## REQUIRED ACTION:
Repeat, line for line, only the span that opens at the "Target: slate roof" line and closes at the final line below. Skip the pictures.

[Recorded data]
• • • • •
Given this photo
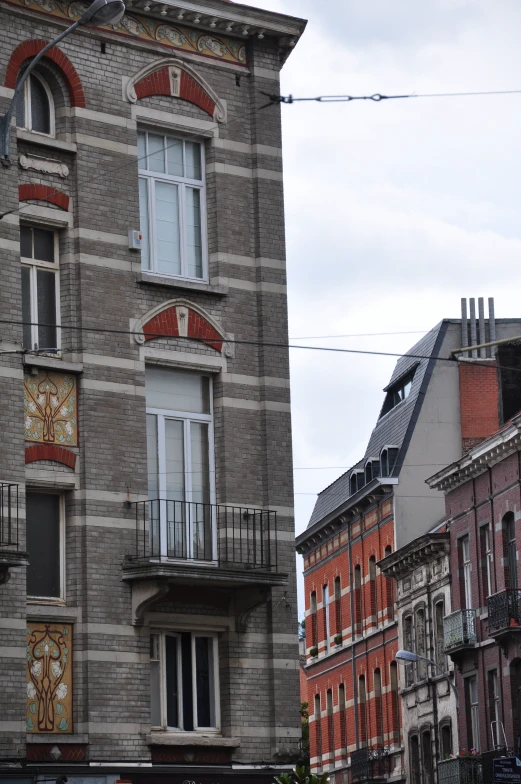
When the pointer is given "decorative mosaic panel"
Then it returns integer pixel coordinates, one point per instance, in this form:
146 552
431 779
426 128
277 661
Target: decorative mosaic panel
50 408
49 678
177 37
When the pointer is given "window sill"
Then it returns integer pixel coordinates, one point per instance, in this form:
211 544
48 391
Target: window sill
190 739
45 141
177 283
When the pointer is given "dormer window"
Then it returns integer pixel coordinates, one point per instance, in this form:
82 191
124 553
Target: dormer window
35 107
397 392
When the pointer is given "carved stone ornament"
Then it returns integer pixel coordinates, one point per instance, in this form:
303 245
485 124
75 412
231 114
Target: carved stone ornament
44 165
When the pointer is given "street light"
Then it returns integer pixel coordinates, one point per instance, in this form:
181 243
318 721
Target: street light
409 656
99 12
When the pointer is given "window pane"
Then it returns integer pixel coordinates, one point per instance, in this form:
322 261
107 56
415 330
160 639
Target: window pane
167 228
46 296
204 682
177 390
194 243
155 681
144 223
26 242
172 682
26 307
174 156
156 153
193 160
43 244
43 544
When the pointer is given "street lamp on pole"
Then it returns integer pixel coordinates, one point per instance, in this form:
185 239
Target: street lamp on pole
409 656
98 13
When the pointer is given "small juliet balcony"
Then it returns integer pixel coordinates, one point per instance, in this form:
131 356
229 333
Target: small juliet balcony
10 555
459 631
370 764
504 613
196 543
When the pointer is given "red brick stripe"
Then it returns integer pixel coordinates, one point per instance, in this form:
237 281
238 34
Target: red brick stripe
50 452
30 49
43 193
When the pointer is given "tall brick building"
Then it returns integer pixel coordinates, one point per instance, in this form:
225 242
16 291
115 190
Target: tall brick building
432 413
147 607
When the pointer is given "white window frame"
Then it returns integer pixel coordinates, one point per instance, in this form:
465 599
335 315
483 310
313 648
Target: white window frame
151 177
34 265
163 634
28 120
61 599
186 417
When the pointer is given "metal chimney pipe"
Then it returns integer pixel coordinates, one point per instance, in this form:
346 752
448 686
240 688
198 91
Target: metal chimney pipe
464 323
491 324
473 335
482 336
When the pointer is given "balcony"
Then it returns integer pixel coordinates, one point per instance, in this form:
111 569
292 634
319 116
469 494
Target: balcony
461 770
370 764
459 631
504 612
191 543
10 555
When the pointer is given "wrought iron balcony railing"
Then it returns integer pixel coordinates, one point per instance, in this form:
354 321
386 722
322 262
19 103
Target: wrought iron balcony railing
504 611
227 536
461 770
370 763
459 630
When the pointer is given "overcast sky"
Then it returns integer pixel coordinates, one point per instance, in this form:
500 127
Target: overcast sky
395 210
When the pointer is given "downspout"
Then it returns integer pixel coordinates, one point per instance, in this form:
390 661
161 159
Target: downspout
352 604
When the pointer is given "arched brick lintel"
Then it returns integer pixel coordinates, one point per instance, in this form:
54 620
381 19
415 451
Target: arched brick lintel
166 324
43 193
32 48
50 452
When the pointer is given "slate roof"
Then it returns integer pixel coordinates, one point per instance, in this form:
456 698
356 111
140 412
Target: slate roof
395 427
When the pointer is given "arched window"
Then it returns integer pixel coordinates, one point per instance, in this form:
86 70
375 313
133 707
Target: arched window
373 605
362 711
509 539
35 106
358 600
378 705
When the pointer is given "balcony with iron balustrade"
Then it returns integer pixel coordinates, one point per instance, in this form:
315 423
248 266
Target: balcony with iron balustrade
504 613
10 554
197 543
459 632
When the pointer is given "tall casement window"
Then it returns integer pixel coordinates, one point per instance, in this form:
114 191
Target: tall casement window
338 606
343 722
409 646
428 769
172 206
395 701
44 515
35 107
362 711
180 464
373 609
466 571
184 681
414 759
487 559
495 717
421 642
378 707
358 600
439 612
313 611
509 538
472 711
40 288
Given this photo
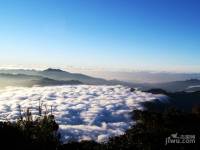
• • • • •
## RESPONSE TO THIS EXERCISE:
Target: slate roof
395 427
When the pointer is given "arched window"
Then it returns integer pixel coordinates, one point per instance, in this form:
86 70
375 313
133 707
Target: arched window
373 605
362 711
509 539
35 106
358 600
378 705
When the pointer is given "balcony with iron balustrade"
Then it returns integer pixel coordinates, one point per instance, in this form:
315 423
248 266
Target: balcony with iron balustrade
504 613
10 554
197 543
459 632
When the pointer is given "tall casement window"
Then it returns integer pixel coordinates, one point per instance, in this form:
114 191
Target: tall casement window
338 606
343 722
409 646
428 769
172 206
395 701
44 515
35 107
362 711
180 464
373 609
466 571
184 681
414 759
487 559
495 717
421 642
378 707
358 600
439 612
313 611
509 538
472 711
40 288
Given this photo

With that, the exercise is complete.